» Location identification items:
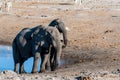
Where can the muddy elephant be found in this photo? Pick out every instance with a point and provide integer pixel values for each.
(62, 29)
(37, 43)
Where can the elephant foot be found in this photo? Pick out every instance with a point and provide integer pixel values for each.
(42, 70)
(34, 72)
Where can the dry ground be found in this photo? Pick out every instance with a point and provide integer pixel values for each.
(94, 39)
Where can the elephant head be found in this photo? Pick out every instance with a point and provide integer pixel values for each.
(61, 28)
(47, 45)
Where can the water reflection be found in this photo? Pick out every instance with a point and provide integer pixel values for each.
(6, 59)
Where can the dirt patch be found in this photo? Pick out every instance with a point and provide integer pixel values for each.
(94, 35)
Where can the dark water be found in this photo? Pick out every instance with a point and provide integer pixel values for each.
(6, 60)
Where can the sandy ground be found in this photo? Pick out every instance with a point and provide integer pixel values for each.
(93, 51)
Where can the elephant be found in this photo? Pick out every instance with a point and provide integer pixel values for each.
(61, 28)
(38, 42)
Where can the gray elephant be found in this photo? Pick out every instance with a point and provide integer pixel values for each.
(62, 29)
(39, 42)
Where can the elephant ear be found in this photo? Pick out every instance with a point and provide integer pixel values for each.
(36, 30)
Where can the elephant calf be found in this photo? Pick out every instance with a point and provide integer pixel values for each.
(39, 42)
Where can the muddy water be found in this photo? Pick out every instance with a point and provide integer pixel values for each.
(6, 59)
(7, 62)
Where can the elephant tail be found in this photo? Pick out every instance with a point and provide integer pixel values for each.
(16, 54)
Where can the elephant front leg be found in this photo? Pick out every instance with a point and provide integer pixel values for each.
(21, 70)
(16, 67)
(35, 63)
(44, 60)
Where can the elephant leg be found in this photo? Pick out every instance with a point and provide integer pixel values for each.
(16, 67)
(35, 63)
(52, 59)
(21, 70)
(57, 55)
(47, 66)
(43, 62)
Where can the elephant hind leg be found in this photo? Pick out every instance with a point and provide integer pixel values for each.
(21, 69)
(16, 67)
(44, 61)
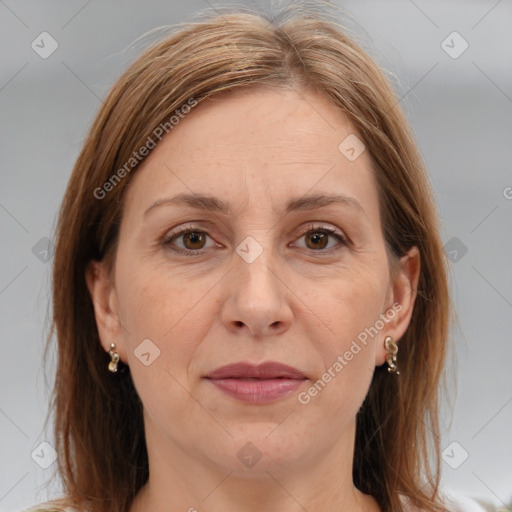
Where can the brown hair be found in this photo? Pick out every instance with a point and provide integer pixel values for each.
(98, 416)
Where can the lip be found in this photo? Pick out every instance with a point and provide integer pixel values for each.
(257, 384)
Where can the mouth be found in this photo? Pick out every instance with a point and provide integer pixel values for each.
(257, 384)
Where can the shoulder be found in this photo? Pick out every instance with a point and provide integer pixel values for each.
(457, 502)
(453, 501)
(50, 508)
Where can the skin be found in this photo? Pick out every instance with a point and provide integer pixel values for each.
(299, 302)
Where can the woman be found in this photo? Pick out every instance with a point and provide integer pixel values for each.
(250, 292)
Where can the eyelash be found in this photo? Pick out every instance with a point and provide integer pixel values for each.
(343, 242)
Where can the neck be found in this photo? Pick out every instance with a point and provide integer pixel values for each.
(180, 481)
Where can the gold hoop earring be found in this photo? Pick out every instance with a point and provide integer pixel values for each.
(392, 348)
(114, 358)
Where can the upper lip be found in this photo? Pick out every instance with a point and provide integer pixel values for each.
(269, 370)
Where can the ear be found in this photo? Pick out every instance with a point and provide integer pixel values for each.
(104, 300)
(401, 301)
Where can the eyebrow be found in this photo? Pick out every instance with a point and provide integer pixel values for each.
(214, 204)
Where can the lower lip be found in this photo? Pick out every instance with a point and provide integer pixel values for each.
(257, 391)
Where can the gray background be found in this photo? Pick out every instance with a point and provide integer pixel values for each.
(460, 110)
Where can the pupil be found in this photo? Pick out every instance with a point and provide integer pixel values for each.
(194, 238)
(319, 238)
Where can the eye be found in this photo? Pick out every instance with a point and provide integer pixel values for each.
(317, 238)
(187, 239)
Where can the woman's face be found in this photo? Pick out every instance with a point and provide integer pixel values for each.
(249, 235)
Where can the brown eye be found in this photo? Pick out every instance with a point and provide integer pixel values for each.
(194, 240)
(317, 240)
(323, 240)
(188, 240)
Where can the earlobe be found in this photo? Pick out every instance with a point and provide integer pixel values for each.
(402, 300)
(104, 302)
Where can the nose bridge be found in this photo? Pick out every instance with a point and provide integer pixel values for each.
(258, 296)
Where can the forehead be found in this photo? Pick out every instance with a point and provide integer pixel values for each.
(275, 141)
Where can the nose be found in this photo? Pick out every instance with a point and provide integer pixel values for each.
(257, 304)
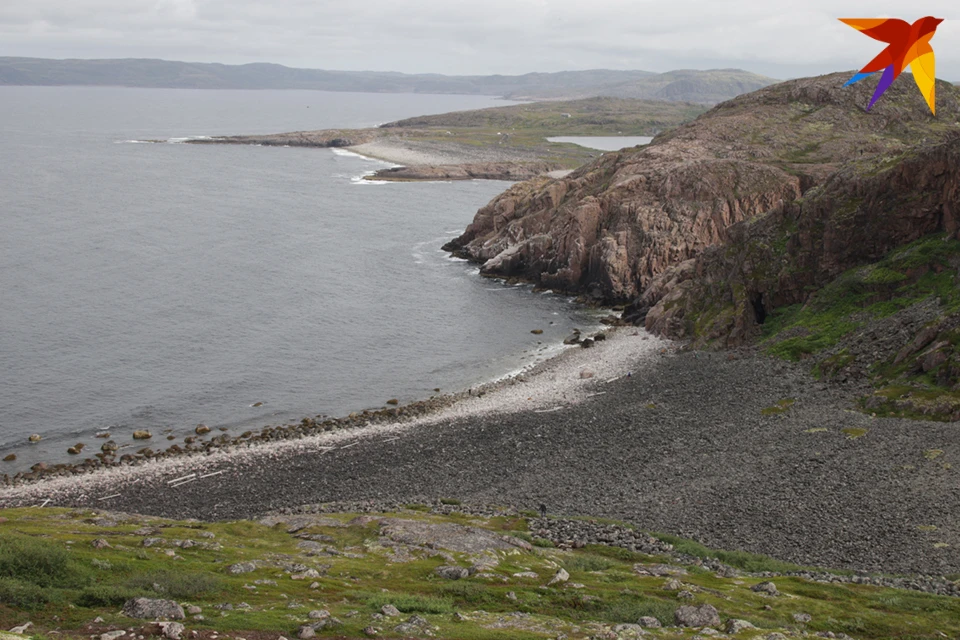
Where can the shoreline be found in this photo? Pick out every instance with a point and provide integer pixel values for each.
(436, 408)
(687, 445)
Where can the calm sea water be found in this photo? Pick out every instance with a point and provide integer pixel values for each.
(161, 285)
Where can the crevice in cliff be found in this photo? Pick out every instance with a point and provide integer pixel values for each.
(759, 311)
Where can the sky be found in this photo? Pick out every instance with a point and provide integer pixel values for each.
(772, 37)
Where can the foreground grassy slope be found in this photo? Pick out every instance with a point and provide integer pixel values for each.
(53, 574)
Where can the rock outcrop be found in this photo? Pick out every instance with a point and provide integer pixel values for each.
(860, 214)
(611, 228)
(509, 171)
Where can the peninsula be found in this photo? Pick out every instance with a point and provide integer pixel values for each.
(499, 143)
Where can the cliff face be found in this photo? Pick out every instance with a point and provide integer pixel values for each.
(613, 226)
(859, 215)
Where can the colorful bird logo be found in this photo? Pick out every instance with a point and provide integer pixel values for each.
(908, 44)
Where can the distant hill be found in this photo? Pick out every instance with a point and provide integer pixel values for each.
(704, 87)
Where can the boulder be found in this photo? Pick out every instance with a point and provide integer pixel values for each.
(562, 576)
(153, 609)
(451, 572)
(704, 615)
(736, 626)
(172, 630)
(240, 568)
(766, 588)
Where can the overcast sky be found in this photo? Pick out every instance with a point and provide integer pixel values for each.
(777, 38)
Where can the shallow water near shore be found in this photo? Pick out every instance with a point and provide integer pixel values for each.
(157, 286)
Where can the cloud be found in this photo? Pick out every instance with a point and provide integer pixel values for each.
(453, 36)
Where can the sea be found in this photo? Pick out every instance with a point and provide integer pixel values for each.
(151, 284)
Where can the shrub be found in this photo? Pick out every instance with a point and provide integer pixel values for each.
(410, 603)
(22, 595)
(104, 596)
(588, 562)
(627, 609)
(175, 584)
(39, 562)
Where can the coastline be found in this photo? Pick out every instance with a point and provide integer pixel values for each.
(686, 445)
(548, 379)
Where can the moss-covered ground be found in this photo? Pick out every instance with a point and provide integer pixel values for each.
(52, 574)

» Written instruction: Every entry should be returned exactly as written, minus the pictures.

» Reply:
Where can the muddy elephant be found in this photo? Pick out every instance with a point and provide integer pixel values for each.
(62, 29)
(37, 43)
Where can the elephant foot be found in this photo? Pick out every instance with a point and provide integer pixel values for each.
(42, 70)
(34, 72)
Where can the dry ground be found in this photo? Pick out every instance with a point and provide integer pixel values for each.
(94, 39)
Where can the elephant head be found in this photo? Pick out every instance with a point and provide integer pixel values for each.
(61, 28)
(47, 45)
Where can the water reflection be found in this photo? Pick out every instance with a point and provide integer pixel values for each.
(6, 59)
Where can the dirt patch be found in this photo? Pick out every instance with a point and provide integer pixel values for each.
(94, 35)
Where can the dark water be found in this photo? Pick out every instance with a point and provide integer pixel values for each.
(6, 60)
Where can the sandy ground be found in this photo? Pick out every instance with a point and provide integer pixel values for each.
(93, 51)
Where can the elephant be found in this photo? Pick out every instance with a point and provide integer pixel values for each.
(61, 28)
(38, 42)
Where can the gray elephant be found in this photo? Pick out every instance with a point and provide integer pixel values for each.
(62, 29)
(39, 42)
Where can the elephant ear be found in this photo? Pick out every instance with a point and provide integer pixel values for each.
(36, 30)
Where can the elephant calf be found in this photo? Pick out every instance with a point and provide integer pixel values for each.
(39, 42)
Where can the muddy water be found in this photo? Pick out every instance with a point and provide integer pixel values for each.
(6, 59)
(7, 62)
Where can the elephant tail be found in this photo? Pick out every instance with a point and provide integer pixel values for each.
(16, 54)
Where can the elephant front leg be found in this photo? Pick out every instance with a point and provide integer pixel values for each.
(21, 70)
(16, 67)
(35, 63)
(44, 60)
Where can the elephant leg be found in this photo? Pick out every instance with a point and provide integer pixel values for each.
(16, 67)
(35, 63)
(52, 59)
(21, 70)
(57, 55)
(47, 66)
(43, 62)
Where can the elephant hind leg be found in this photo? Pick out every instance with a point and provide integer pixel values for each.
(21, 69)
(16, 67)
(44, 61)
Where can the brown hair be found in this photo? Pick out every instance with a point and provide integer pixel values for each.
(98, 416)
Where can the lip be found in this photo? Pick out every instance with a point and provide integer pixel values for each.
(257, 384)
Where can the mouth be found in this photo? Pick out every instance with a point and provide integer pixel values for each.
(257, 384)
Where can the shoulder be found in this photo? Pick out every instance with a point and provide integer pixel values for each.
(457, 502)
(453, 501)
(50, 508)
Where can the skin be found in this photo? Pick out every instance with a point and provide integer pixel values for each.
(299, 302)
Where can the woman be found in this photo? Pick out every instance with a point and provide integer pixel values for each.
(250, 292)
Where can the eyelash be found in this photo? Pick out every instance with a point and provide integer pixel values for each.
(343, 242)
Where can the neck be found in this photo? Pick out every instance with a point and provide integer pixel values for each.
(180, 481)
Where can the gold hoop earring be found in this photo? Pick out every instance with a point and provide integer pixel values for each.
(392, 348)
(114, 358)
Where can the upper lip be found in this photo? Pick out every instance with a point and provide integer pixel values for each.
(269, 370)
Where can the ear be found in this photo? Pick out every instance with a point and provide integer pixel values for each.
(104, 300)
(401, 301)
Where can the eyebrow be found in this photo? Pick out every instance with a point and provide integer pixel values for each.
(214, 204)
Where can the lower lip be found in this photo? Pick out every instance with a point and provide integer pixel values for each.
(257, 391)
Where can the gray background be found in this photo? Pick out every instance with a point and provide integer pixel values for each.
(460, 110)
Where can the pupil be found in this photo? Pick out every instance with a point and provide integer pixel values for each.
(194, 238)
(319, 238)
Where can the eye be found in this photo? Pick out every instance with a point and provide integer pixel values for each.
(317, 238)
(187, 239)
Where can the woman's face be found in this photo? Pick out every instance with a point and provide integer pixel values for each.
(249, 235)
Where can the brown eye be found in this photo? Pick out every instance with a point and provide integer pixel values for each.
(194, 240)
(317, 240)
(323, 240)
(188, 240)
Where can the earlobe be found in this photo? Pick out every instance with a point and provide integer pixel values for each.
(402, 300)
(104, 302)
Where can the nose bridge be found in this photo? Pick out every instance with a point and provide integer pixel values for each.
(258, 296)
Where can the forehead be found in this photo? Pick out every instance with a point and provide integer pixel values for each.
(275, 141)
Where can the nose be found in this photo? Pick out every instance with a point and provide integer pixel values for each.
(257, 304)
Where can the shoreline be found in this photo? Pick out every instance with a point and provide integer pixel values for each.
(436, 408)
(687, 445)
Where can the calm sea water be found in this photo? Pick out every instance with a point and provide integer pixel values for each.
(161, 285)
Where can the crevice in cliff be found in this photo? Pick out every instance with a point and provide integer pixel values for each.
(759, 311)
Where can the sky be found in this photo? Pick out every instance with a point and provide integer pixel values for each.
(772, 37)
Where can the foreground grassy slope be found in this photo? Pick out every instance with a point and provide integer pixel values for each.
(53, 574)
Where can the rock outcrop be found in this photo? Pick out every instance with a point and provide integer pixel values for each.
(860, 214)
(611, 228)
(509, 171)
Where can the peninsula be found in this photo? Pick out every instance with a point and provide integer pixel values for each.
(499, 143)
Where can the cliff face be found in this photo? Pick out every instance with a point and provide integer pixel values for each.
(613, 226)
(859, 215)
Where can the colorful bird logo be found in this photo? Pick out every instance with a point and provide integer pixel values for each.
(908, 44)
Where can the distant hill be found in this photo? Pick out every instance with a point and provide integer pixel values for each.
(704, 87)
Where can the boulder be found in this photo? Pick out every instance with a point and provide integer pixel values for each.
(562, 576)
(153, 609)
(451, 572)
(704, 615)
(736, 626)
(172, 630)
(240, 568)
(766, 588)
Where can the overcast sky be found in this photo? Pick out every instance with a point and provide integer pixel values for each.
(777, 38)
Where can the shallow water near shore be found in this photo? Pick out every instance with a point and provide integer pixel values for each.
(157, 286)
Where can the cloud be found in this photo? Pick out every instance with a point and provide integer pixel values for each.
(453, 36)
Where can the sea be found in this photo? Pick out every instance with a point and provide integer pixel values for each.
(151, 284)
Where can the shrub be found in this photo? Pick out every instance with a point and provide integer pixel values for each.
(410, 603)
(22, 595)
(104, 596)
(588, 562)
(627, 609)
(175, 584)
(39, 562)
Where can the coastline be found in this photo? Pick out every instance with a point and provide integer pixel values for each.
(686, 445)
(548, 379)
Where can the moss-covered ground be found in this photo? Pick out every instance with a point and provide integer pixel values for each.
(52, 574)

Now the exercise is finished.